> _WORK TO COMPLETE_:
1 – Echo the passage of the PELICAN crossing excerpt between "About the book" and "without big tools.", inclusive.
2 – Answer these from the PELICAN crossing excerpt:
(a) How many bytes of RAM does the evaluation platform in Chapter 12 have?
(b) What is the open source event-driven infrastructure described in the book called?
(c) Which edition of Practical UML Statecharts in C/C++ is named?

> _PAGE EXCERPT_:
DOS version MSP430 version PEdestrian LIght CONtrolled (PELICAN) crossing example (Chapter 12)
The PELICAN crossing example demonstrates a non-trivial, but very lightweight hierarchical state machine that is ideal for testing QP-nano applications on very small MCUs. In Chapter 12, the PELICAN crossing example runs on the eZ430-F2013 USB-stick evaluation platform with just 128 bytes of RAM and 2KB of ROM.

About the book

PSiCC2 and Development Kits from Luminary Micro and TI

Practical UML Statecharts in C/C++, Second Edition bridges the gap between high-level abstract concepts of the Unified Modeling Language (UML) and the actual programming aspects of modern hierarchical state machines (UML statecharts). The book describes a lightweight, open source, event-driven infrastructure, called QP that enables direct manual coding UML statecharts and concurrent event-driven applications in C or C++ without big tools.

> _INPUT DATA_:
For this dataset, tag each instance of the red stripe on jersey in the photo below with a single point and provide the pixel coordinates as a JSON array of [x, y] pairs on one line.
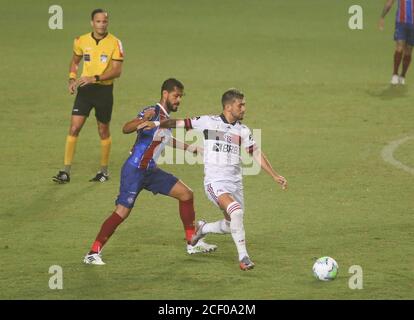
[[187, 124], [233, 208], [402, 11], [235, 139], [252, 149]]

> _SOLUTIONS PER TASK_:
1 –
About the book

PSiCC2 and Development Kits from Luminary Micro and TI

Practical UML Statecharts in C/C++, Second Edition bridges the gap between high-level abstract concepts of the Unified Modeling Language (UML) and the actual programming aspects of modern hierarchical state machines (UML statecharts). The book describes a lightweight, open source, event-driven infrastructure, called QP that enables direct manual coding UML statecharts and concurrent event-driven applications in C or C++ without big tools.

2 –
(a) 128 bytes
(b) QP
(c) The Second Edition